■ Exercise ■
Print word for word the records from the line containing "of the rocky" through the end.

■ Extracted information ■
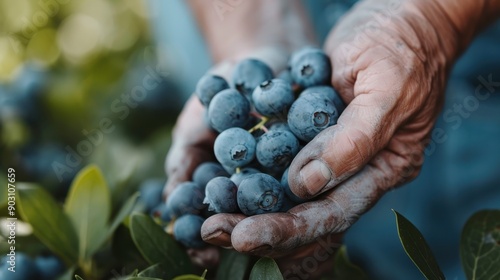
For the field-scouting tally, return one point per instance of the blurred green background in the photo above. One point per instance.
(82, 82)
(65, 67)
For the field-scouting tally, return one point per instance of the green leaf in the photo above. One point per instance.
(67, 275)
(124, 212)
(233, 265)
(88, 205)
(3, 193)
(265, 269)
(344, 269)
(50, 224)
(480, 245)
(156, 270)
(144, 278)
(417, 248)
(156, 246)
(189, 277)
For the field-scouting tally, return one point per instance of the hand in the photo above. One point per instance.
(393, 79)
(193, 139)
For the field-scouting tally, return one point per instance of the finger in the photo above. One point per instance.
(334, 212)
(192, 142)
(364, 128)
(206, 258)
(217, 229)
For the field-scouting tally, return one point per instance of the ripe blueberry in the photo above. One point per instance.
(310, 67)
(260, 193)
(234, 147)
(228, 109)
(208, 86)
(220, 195)
(187, 230)
(272, 98)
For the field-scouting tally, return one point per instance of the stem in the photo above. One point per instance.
(260, 125)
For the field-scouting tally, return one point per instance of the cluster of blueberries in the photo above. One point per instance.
(262, 123)
(22, 267)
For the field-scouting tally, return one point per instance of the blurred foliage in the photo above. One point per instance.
(81, 83)
(70, 69)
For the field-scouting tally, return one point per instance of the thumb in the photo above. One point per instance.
(338, 152)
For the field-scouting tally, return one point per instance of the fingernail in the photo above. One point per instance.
(218, 238)
(315, 176)
(212, 235)
(261, 249)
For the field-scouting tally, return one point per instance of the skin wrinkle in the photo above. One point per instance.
(388, 167)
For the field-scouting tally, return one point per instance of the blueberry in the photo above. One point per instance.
(151, 192)
(234, 147)
(163, 212)
(287, 204)
(186, 198)
(279, 126)
(228, 109)
(49, 267)
(250, 73)
(310, 114)
(244, 172)
(24, 267)
(208, 86)
(286, 75)
(187, 230)
(207, 171)
(220, 195)
(276, 149)
(329, 92)
(272, 98)
(260, 193)
(310, 67)
(286, 188)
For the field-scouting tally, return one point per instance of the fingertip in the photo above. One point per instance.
(262, 234)
(217, 229)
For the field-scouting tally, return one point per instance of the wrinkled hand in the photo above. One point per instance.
(193, 139)
(392, 77)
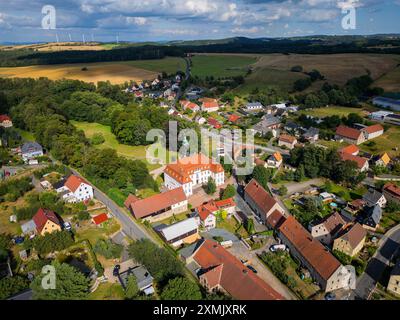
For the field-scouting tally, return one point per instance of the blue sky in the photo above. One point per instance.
(159, 20)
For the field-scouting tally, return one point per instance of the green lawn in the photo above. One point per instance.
(220, 65)
(130, 152)
(169, 65)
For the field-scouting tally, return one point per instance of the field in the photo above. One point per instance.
(116, 73)
(111, 141)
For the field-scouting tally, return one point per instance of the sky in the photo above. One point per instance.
(166, 20)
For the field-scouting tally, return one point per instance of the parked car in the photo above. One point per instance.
(277, 247)
(116, 270)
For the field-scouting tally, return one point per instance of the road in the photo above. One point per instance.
(379, 262)
(129, 226)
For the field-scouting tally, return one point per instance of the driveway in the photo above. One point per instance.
(378, 264)
(241, 252)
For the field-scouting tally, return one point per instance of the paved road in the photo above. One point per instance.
(129, 226)
(376, 267)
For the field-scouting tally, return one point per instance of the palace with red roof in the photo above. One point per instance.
(192, 172)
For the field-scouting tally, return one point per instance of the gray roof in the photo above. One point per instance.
(31, 147)
(372, 197)
(143, 277)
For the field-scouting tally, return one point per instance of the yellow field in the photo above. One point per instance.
(116, 73)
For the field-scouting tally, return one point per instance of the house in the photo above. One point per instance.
(219, 271)
(362, 163)
(323, 266)
(158, 207)
(209, 105)
(326, 230)
(214, 123)
(206, 213)
(351, 241)
(371, 217)
(311, 135)
(387, 103)
(350, 135)
(392, 193)
(373, 131)
(31, 150)
(382, 160)
(189, 105)
(46, 221)
(233, 118)
(252, 106)
(260, 201)
(100, 219)
(351, 149)
(144, 280)
(75, 189)
(192, 172)
(5, 121)
(183, 232)
(267, 124)
(274, 161)
(394, 281)
(374, 197)
(287, 141)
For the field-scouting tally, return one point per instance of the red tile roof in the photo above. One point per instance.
(348, 132)
(100, 218)
(351, 149)
(147, 207)
(183, 168)
(321, 260)
(223, 269)
(260, 196)
(42, 216)
(73, 183)
(373, 129)
(359, 160)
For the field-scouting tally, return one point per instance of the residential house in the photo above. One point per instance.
(374, 197)
(260, 201)
(387, 103)
(158, 207)
(392, 192)
(311, 135)
(220, 271)
(254, 106)
(394, 281)
(351, 241)
(326, 230)
(351, 149)
(323, 266)
(371, 217)
(5, 121)
(287, 141)
(362, 163)
(75, 189)
(350, 135)
(214, 123)
(31, 150)
(183, 232)
(209, 105)
(274, 161)
(143, 278)
(189, 105)
(382, 160)
(192, 172)
(46, 221)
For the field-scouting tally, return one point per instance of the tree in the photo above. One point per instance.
(70, 284)
(132, 290)
(229, 192)
(181, 289)
(210, 187)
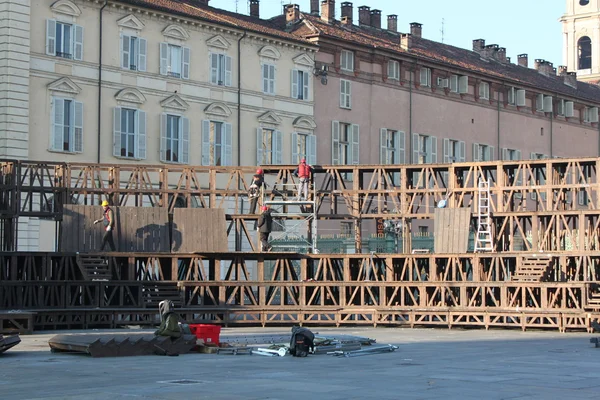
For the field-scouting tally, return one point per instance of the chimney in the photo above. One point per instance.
(376, 19)
(314, 7)
(405, 41)
(364, 15)
(416, 29)
(254, 8)
(478, 45)
(292, 13)
(393, 23)
(347, 12)
(328, 10)
(523, 60)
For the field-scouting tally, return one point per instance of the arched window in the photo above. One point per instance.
(584, 51)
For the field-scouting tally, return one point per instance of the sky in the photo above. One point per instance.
(521, 26)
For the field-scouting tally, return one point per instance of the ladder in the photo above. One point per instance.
(483, 240)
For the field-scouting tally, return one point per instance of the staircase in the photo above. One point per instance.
(155, 292)
(94, 268)
(532, 269)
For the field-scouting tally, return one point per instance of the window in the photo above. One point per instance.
(129, 138)
(345, 94)
(345, 143)
(268, 75)
(347, 60)
(454, 151)
(216, 143)
(64, 40)
(584, 53)
(484, 91)
(394, 70)
(67, 125)
(174, 139)
(299, 84)
(133, 53)
(425, 77)
(304, 145)
(174, 61)
(268, 146)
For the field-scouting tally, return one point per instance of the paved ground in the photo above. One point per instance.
(430, 364)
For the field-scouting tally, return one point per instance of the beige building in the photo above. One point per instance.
(150, 82)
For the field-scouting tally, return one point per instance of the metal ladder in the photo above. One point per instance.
(483, 240)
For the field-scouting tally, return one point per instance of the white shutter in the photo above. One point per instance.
(185, 63)
(206, 142)
(164, 59)
(355, 144)
(335, 142)
(77, 127)
(259, 146)
(227, 71)
(383, 146)
(78, 42)
(294, 84)
(51, 37)
(163, 137)
(140, 127)
(142, 55)
(117, 132)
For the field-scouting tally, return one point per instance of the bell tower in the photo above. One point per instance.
(581, 39)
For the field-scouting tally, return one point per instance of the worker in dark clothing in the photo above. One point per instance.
(258, 180)
(108, 220)
(265, 225)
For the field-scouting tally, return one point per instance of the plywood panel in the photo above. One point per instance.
(199, 229)
(451, 230)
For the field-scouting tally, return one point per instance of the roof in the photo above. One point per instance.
(428, 50)
(191, 9)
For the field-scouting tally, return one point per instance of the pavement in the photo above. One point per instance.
(429, 364)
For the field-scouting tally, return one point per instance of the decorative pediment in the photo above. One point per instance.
(132, 22)
(176, 32)
(64, 85)
(305, 123)
(218, 109)
(66, 7)
(218, 41)
(269, 52)
(270, 118)
(175, 102)
(131, 95)
(304, 60)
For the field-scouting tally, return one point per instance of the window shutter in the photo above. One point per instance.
(164, 50)
(142, 55)
(335, 142)
(125, 43)
(163, 137)
(78, 42)
(294, 84)
(476, 152)
(355, 144)
(382, 146)
(446, 150)
(185, 63)
(58, 124)
(227, 149)
(305, 78)
(51, 37)
(117, 132)
(206, 142)
(140, 126)
(227, 71)
(311, 146)
(77, 127)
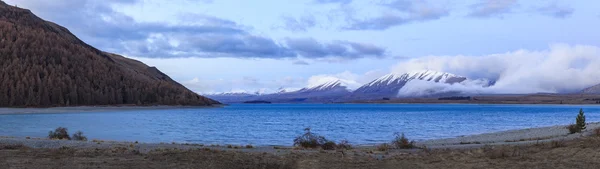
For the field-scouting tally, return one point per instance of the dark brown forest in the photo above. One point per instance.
(43, 65)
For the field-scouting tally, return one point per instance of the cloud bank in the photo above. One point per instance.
(193, 35)
(561, 69)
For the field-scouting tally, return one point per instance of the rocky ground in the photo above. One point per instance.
(548, 147)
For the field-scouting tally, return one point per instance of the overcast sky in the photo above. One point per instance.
(233, 45)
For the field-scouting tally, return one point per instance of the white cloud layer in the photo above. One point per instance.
(561, 69)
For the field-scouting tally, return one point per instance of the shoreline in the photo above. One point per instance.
(510, 137)
(93, 109)
(567, 151)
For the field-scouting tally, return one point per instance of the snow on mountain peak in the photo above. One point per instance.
(427, 75)
(325, 83)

■ Written answer ■
For the field-scouting tally, return one point per instance of the rocky ground in the photo above. One point per instance.
(548, 147)
For the field-scouting tally, return one point per instance of the overcast sky in the photo above. One point per instance.
(233, 45)
For the field-scouting tally, return one point per instance of the white cloud layer in the photo above. One point per instance.
(561, 69)
For the field-scouting tally, return one point per instance of the shoreline in the photo above. One point per instance.
(510, 137)
(93, 109)
(567, 151)
For the field-scouting tally, return one point per instance of the snow on mountain peak in the photo above. One point per instance.
(427, 75)
(325, 83)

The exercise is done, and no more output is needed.